▶ MATERIAL SUPPLIED
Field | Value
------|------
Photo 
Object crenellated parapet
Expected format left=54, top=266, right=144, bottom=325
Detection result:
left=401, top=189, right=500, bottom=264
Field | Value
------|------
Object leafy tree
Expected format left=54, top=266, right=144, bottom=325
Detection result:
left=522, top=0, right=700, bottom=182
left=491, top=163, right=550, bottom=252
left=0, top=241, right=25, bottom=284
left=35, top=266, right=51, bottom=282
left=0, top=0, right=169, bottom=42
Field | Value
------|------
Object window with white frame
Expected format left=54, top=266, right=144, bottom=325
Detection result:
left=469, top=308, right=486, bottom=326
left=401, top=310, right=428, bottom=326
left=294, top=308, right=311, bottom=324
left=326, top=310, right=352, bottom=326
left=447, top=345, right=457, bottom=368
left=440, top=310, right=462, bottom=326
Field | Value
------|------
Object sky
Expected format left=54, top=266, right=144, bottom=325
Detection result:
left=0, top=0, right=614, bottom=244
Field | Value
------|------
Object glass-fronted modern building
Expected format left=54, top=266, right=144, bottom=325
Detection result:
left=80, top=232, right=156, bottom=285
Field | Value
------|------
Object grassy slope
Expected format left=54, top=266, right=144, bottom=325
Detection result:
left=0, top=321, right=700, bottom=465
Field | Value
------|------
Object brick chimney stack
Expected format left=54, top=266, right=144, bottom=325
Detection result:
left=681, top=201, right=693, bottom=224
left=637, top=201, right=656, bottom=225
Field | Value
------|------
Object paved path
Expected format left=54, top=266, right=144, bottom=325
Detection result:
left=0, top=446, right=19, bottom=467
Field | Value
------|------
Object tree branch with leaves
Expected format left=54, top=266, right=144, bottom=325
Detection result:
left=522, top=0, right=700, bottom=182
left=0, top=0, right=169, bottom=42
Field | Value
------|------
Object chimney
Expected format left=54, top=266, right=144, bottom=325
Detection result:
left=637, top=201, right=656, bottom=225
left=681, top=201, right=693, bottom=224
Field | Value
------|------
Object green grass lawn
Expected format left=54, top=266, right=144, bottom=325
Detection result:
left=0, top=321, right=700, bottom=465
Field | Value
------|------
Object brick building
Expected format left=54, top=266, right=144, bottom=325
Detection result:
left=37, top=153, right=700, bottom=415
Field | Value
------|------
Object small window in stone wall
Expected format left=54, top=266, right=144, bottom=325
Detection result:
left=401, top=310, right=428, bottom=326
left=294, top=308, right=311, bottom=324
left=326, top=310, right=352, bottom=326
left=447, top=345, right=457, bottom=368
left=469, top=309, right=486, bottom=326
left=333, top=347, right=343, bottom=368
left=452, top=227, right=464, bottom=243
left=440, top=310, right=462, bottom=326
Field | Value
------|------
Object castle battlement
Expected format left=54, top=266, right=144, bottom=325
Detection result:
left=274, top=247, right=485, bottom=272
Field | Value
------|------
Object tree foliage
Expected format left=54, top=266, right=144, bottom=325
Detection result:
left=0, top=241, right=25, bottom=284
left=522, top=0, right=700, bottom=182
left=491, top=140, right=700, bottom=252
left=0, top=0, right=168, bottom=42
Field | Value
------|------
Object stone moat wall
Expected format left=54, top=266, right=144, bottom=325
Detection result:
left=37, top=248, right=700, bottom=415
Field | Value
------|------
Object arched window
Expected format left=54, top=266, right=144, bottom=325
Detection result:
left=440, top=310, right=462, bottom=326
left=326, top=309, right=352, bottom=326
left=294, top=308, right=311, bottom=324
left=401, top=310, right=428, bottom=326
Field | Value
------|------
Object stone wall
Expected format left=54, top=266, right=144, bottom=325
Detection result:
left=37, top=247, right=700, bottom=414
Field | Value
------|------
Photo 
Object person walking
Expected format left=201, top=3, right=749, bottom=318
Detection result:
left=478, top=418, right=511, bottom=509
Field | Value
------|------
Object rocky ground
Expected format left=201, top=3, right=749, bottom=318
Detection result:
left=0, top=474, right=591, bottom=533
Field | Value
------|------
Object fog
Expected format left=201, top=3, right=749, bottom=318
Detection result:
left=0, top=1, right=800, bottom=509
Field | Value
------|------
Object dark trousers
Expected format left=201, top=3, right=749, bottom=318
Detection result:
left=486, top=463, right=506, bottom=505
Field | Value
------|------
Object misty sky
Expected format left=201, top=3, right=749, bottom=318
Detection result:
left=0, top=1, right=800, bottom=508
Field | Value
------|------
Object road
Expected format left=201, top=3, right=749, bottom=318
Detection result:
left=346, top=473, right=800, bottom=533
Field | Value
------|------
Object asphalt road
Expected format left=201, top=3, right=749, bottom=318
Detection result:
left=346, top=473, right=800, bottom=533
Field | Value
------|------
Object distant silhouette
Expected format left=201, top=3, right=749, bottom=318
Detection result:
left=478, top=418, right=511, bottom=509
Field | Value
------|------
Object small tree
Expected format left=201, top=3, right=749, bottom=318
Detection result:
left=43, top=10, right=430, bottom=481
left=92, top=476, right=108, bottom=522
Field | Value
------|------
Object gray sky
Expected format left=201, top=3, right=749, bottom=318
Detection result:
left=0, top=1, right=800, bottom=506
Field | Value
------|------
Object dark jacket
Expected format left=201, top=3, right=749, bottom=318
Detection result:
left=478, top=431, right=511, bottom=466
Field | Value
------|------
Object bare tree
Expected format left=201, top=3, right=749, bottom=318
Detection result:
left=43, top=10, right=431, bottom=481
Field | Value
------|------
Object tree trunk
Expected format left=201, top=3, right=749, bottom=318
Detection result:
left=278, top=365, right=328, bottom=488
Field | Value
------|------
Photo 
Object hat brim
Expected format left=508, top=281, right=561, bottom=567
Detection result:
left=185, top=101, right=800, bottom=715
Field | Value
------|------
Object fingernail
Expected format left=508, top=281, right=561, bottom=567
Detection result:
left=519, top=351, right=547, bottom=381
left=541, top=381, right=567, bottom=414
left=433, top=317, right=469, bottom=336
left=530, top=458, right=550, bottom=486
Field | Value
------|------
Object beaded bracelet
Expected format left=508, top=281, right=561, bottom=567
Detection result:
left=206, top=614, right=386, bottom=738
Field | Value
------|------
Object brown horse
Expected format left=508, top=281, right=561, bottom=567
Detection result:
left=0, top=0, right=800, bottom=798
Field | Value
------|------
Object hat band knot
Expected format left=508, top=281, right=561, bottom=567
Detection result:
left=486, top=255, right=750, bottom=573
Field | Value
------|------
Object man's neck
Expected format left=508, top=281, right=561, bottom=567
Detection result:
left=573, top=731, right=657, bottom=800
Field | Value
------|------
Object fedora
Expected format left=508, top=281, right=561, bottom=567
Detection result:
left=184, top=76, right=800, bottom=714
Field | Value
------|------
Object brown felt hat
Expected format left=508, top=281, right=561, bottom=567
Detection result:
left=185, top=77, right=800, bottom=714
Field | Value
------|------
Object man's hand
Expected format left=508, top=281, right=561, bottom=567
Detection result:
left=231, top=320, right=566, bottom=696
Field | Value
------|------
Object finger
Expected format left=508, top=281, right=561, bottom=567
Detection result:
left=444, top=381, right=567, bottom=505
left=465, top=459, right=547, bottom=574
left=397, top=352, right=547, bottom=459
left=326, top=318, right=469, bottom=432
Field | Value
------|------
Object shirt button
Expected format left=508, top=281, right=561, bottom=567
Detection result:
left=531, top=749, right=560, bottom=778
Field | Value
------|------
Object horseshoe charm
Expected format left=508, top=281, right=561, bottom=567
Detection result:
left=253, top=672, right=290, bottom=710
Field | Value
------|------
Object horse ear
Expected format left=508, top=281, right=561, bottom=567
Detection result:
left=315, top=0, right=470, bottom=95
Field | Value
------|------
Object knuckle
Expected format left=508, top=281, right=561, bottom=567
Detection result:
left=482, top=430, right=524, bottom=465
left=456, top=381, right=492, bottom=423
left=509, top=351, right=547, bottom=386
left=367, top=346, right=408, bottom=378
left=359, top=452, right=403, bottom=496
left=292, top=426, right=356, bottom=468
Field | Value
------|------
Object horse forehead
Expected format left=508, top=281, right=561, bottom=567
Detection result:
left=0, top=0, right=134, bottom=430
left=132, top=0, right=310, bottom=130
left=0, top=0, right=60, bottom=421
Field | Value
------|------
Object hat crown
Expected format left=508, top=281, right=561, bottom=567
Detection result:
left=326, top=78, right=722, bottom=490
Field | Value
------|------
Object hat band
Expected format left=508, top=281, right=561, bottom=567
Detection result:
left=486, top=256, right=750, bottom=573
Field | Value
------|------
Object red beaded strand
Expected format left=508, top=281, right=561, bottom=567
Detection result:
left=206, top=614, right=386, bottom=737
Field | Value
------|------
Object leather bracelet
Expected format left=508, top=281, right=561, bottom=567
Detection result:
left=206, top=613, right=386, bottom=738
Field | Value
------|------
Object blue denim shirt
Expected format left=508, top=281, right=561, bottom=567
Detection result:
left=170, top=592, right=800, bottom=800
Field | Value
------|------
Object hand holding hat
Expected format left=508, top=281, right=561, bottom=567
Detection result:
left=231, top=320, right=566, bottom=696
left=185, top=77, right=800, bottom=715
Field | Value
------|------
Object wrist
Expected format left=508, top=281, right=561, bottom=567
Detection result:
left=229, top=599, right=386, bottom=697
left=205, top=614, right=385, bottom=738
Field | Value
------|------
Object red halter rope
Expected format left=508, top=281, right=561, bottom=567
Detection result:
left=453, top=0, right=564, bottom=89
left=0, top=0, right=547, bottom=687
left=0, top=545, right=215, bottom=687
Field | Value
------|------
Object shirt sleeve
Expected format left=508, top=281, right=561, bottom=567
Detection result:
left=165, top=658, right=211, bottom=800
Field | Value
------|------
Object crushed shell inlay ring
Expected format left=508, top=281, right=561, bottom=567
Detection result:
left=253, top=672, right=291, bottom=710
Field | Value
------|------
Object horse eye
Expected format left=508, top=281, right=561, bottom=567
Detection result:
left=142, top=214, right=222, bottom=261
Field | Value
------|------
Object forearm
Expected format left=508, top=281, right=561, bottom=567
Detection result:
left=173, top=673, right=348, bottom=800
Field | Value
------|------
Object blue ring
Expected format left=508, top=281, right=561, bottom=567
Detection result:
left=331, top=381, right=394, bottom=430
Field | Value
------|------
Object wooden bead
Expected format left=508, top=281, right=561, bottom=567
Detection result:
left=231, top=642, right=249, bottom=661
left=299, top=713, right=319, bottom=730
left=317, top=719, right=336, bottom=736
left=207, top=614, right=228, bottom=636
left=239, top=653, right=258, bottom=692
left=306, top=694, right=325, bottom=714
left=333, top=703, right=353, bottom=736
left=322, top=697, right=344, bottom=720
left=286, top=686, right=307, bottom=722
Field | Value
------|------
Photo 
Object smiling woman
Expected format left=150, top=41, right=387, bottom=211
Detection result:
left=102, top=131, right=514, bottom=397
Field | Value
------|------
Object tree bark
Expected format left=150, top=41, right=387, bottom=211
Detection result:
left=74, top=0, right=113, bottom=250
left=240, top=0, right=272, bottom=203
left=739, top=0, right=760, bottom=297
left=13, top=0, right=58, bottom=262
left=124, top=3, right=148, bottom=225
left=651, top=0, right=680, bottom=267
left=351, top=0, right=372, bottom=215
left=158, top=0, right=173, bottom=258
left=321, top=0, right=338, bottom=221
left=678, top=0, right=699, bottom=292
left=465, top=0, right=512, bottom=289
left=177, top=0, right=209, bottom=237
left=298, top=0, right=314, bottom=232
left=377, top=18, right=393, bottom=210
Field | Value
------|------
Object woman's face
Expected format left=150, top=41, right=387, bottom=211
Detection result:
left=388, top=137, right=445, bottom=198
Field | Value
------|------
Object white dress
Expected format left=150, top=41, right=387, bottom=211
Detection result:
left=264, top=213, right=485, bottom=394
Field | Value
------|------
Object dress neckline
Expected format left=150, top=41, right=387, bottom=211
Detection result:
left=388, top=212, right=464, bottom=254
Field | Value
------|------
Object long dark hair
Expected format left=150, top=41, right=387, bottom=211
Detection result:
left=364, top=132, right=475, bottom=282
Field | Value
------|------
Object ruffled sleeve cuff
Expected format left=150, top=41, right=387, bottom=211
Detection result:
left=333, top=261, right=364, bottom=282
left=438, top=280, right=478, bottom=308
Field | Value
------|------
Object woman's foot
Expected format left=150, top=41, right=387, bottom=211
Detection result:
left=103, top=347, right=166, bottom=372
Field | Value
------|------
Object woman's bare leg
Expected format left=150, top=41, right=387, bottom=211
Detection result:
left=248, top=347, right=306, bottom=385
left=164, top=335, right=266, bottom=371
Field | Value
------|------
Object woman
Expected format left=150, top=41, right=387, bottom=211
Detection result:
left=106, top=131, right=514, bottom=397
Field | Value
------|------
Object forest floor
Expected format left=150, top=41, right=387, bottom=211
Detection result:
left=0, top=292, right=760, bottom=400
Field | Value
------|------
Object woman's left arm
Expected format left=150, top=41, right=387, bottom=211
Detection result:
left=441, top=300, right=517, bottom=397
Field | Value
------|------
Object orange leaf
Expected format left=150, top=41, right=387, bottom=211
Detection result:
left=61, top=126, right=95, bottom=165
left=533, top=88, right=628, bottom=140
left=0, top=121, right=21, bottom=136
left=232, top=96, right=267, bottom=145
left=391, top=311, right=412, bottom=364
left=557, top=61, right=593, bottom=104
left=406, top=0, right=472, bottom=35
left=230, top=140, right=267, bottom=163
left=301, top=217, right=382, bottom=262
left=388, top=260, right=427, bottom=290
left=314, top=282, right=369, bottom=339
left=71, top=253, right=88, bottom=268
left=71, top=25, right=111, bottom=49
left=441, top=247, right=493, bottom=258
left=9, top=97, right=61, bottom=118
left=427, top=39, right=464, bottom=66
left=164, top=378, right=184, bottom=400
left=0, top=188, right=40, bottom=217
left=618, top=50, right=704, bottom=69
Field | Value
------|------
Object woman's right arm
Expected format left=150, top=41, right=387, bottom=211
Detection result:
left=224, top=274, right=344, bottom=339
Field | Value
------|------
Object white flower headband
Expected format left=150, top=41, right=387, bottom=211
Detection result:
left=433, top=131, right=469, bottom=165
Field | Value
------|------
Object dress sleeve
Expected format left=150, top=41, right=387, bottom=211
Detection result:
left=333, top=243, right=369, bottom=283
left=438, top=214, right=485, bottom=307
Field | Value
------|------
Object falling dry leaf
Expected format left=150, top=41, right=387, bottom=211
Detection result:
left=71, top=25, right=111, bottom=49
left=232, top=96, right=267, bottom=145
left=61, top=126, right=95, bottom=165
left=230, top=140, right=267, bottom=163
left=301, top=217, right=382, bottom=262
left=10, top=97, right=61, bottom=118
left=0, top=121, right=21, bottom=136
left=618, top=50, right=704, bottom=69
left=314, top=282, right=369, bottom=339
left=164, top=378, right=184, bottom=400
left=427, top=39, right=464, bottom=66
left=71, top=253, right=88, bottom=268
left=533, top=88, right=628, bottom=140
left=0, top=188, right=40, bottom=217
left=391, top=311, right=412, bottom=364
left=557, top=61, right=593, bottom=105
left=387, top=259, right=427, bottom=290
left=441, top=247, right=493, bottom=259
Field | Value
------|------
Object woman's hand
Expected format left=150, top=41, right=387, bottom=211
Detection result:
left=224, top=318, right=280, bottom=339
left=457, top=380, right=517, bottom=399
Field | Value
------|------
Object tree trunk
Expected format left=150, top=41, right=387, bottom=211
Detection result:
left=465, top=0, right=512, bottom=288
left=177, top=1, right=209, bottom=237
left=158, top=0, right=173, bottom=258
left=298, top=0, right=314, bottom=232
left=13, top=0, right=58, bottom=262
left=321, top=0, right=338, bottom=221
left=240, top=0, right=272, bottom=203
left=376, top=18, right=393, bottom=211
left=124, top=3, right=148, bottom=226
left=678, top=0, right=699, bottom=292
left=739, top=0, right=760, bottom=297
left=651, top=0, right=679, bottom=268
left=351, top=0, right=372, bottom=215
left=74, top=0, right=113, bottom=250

▶ DIRECTIVE
Rewrite the records as a two-column CSV with the header input,output, beginning at the start of the records and going on through the line containing "left=401, top=189, right=500, bottom=264". Give one row per record, with its text in input and its answer in output, each as a single quoted field with line breaks replaced by spaces.

▶ ANSWER IN FULL
input,output
"Field | Value ------|------ Photo Object crenellated parapet Expected format left=54, top=266, right=144, bottom=325 Detection result:","left=401, top=189, right=500, bottom=264"